(Records)
*****
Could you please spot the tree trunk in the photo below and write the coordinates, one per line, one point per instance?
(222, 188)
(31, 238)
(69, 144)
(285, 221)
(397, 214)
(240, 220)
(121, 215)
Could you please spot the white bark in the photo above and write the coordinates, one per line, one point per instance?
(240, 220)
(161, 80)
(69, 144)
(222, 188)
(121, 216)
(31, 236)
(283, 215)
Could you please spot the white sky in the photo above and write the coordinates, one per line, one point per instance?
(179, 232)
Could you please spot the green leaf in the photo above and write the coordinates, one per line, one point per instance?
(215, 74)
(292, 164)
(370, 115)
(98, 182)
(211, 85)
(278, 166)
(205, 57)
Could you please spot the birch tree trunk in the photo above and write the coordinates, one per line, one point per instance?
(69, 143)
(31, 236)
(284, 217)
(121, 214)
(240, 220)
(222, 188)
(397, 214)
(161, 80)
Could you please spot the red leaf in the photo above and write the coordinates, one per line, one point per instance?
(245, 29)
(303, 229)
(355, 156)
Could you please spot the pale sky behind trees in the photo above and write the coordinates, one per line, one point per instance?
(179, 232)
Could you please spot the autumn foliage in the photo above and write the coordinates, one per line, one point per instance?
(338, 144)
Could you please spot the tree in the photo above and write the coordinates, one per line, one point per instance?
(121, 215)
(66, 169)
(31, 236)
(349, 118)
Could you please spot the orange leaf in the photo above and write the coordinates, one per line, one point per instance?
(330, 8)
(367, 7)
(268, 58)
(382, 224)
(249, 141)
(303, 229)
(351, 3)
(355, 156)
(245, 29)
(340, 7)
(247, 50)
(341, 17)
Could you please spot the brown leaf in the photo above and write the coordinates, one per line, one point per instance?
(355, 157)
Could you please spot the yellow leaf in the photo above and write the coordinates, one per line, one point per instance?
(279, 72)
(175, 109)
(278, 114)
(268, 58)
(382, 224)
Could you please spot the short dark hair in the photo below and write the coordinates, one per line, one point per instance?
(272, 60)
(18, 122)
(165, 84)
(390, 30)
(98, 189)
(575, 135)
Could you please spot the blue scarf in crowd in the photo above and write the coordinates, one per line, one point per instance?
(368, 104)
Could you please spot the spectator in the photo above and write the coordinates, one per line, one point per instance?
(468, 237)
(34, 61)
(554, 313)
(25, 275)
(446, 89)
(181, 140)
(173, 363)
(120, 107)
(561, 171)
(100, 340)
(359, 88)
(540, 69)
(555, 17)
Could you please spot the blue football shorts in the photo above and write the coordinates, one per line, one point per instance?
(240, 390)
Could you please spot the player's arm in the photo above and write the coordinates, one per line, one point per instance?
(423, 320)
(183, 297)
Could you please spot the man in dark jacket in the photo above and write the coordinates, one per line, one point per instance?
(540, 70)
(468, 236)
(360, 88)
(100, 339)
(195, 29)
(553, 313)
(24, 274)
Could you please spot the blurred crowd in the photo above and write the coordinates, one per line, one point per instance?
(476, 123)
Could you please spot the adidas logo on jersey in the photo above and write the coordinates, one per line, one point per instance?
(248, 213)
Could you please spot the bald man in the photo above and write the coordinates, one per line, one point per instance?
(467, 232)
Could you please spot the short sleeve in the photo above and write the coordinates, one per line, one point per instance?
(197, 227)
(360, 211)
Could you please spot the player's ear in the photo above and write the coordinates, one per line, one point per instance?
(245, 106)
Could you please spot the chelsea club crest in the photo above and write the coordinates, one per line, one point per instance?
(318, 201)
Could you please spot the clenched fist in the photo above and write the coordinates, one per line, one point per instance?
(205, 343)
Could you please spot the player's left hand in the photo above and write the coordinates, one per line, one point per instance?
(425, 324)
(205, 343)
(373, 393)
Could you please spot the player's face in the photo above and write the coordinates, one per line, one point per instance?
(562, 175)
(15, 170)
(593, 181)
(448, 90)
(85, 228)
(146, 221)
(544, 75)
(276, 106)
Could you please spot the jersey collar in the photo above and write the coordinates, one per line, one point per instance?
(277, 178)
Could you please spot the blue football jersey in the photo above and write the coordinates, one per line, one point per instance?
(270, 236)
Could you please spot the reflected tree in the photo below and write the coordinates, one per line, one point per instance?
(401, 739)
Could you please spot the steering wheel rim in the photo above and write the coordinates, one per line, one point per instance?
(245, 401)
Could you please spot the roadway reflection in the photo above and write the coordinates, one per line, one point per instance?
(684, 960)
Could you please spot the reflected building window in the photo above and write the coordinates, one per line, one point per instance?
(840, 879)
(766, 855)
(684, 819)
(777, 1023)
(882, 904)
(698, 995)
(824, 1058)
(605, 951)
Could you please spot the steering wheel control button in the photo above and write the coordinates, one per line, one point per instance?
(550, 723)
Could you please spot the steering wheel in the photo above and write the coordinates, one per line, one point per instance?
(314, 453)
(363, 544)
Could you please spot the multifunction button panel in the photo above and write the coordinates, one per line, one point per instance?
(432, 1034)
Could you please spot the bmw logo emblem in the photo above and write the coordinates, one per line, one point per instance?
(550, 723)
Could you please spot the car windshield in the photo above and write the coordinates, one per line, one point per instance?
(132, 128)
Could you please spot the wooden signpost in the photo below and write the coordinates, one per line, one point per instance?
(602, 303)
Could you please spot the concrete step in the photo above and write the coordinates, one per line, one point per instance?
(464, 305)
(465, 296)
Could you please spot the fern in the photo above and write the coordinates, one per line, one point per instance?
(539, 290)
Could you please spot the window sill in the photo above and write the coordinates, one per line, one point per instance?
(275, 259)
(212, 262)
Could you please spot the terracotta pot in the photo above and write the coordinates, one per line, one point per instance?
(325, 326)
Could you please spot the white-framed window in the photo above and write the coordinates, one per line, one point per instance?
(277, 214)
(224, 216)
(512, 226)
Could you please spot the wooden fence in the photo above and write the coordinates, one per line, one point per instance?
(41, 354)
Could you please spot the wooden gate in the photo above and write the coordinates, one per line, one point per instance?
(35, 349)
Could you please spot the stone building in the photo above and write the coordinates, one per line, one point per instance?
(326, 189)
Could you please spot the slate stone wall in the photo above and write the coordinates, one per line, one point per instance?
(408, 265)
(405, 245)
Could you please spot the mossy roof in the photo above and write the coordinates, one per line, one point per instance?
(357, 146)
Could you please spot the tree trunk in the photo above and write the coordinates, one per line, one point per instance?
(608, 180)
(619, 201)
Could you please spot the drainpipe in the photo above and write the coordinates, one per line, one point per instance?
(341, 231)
*****
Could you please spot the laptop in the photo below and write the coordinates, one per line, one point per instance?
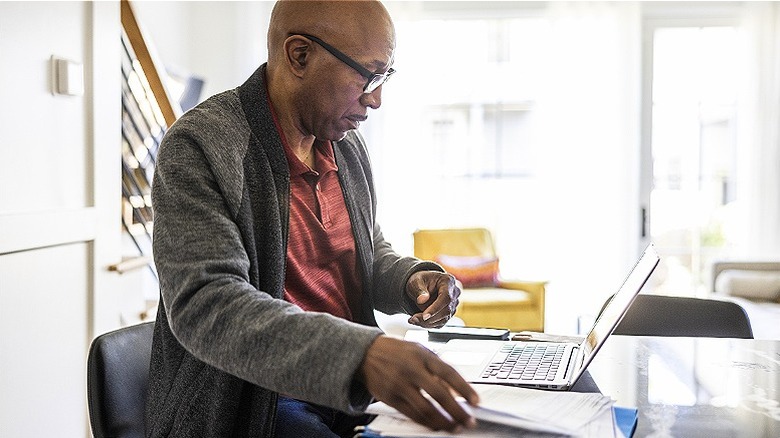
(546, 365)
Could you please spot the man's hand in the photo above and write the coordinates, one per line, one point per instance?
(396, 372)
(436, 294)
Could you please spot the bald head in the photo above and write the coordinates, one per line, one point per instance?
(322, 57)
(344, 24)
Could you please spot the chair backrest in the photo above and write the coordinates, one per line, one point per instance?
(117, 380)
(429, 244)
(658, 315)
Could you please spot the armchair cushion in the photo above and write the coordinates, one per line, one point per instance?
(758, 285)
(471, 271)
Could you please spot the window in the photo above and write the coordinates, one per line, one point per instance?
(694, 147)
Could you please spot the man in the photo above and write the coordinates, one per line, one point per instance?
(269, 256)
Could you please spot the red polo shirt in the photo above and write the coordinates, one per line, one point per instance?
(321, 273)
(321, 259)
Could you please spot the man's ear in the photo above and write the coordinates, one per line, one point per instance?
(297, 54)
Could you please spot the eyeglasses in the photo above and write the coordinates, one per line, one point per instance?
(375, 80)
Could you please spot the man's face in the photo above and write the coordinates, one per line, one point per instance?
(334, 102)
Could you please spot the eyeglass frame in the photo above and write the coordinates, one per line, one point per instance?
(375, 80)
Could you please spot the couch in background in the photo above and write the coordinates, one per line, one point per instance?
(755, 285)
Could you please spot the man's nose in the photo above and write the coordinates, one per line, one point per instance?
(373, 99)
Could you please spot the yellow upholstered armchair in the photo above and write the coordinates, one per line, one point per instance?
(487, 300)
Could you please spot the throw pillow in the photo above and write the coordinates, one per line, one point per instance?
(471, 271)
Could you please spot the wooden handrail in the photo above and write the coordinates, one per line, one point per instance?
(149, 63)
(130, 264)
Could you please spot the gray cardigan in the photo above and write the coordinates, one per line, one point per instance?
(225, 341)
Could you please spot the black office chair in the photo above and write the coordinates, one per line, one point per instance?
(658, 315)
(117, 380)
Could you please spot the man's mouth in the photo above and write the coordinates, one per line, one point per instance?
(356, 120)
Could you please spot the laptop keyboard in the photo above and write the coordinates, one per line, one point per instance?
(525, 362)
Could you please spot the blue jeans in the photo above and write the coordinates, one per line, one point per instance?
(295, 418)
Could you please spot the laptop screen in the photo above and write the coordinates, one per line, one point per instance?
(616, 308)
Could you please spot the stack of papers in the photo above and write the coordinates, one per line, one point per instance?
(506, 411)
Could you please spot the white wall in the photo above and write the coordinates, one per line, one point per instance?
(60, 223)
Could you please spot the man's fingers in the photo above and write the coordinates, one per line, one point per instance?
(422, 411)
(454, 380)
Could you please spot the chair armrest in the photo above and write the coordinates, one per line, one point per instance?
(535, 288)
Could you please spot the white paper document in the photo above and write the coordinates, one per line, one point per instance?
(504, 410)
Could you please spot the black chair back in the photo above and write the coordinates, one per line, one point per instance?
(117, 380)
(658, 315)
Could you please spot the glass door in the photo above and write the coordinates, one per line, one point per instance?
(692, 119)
*****
- Exercise directions: Gather every line of the records above that holds the word "white". Copy each one as it appears.

- Exercise solution:
Could you please spot the white bark in the photo above and write the coordinates, one per line, one point per instance?
Could you please spot the white sky in the photo above and write the coordinates, one per line, one point per instance?
Could you please spot the white-framed window in the photo above and write the coordinates, one per line, one point per instance?
Could you please spot the white wall in the photo above and write the coordinates, one per line, one point per instance?
Could you please spot the white paper document in the photo above and write the coordinates, one per line, one point per instance?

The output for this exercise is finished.